**Material for this task:**
=====

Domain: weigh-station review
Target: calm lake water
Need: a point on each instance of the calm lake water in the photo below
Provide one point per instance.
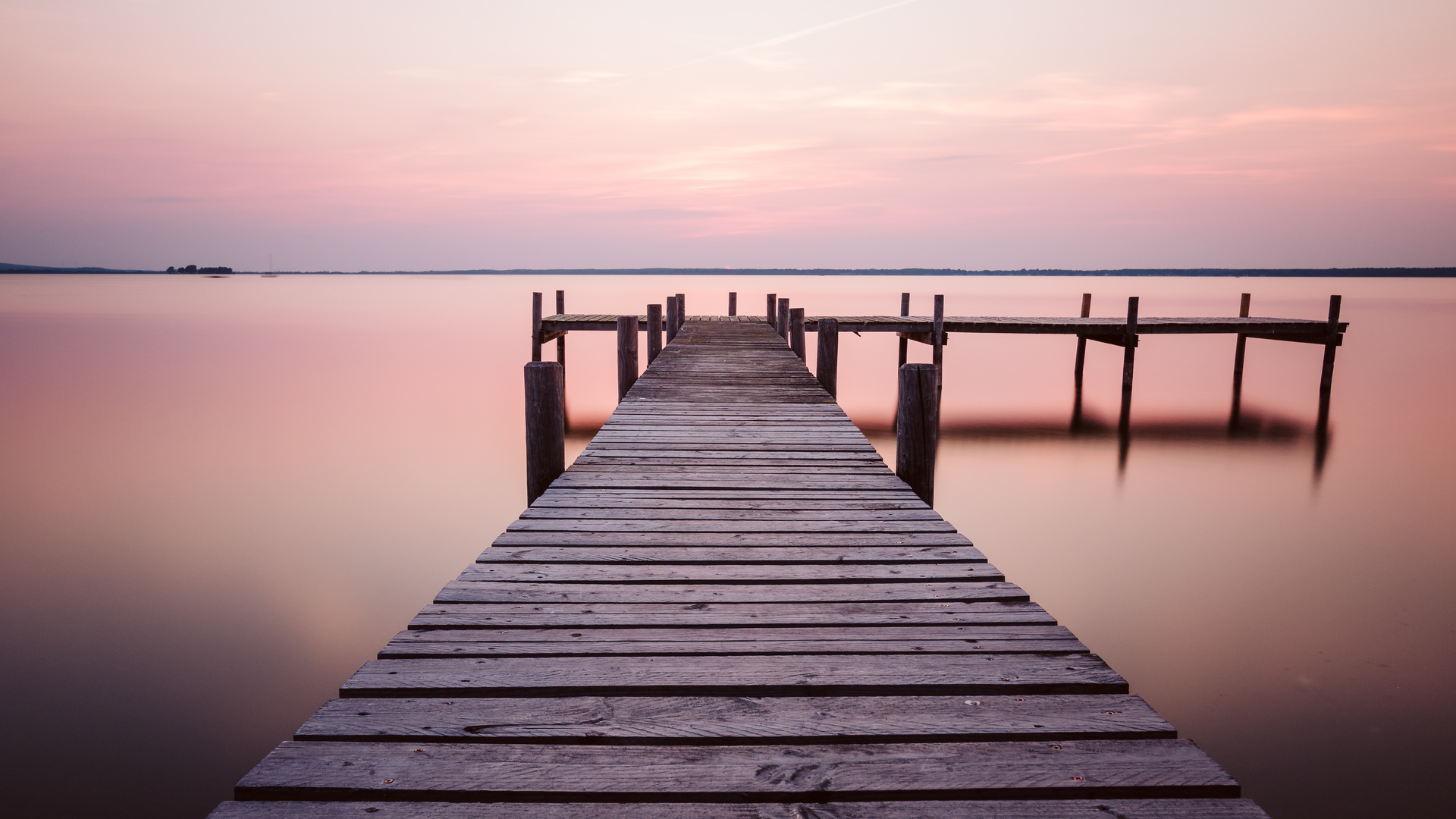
(221, 496)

=====

**What the task asks:**
Nothing but the records, restated word for word and stripped of images, belongs in the answer.

**Solution for this exercise:**
Domain: weigh-station review
Target: calm lake water
Need: a point on each instance of the calm lake water in the photo below
Provide one point per instance.
(221, 496)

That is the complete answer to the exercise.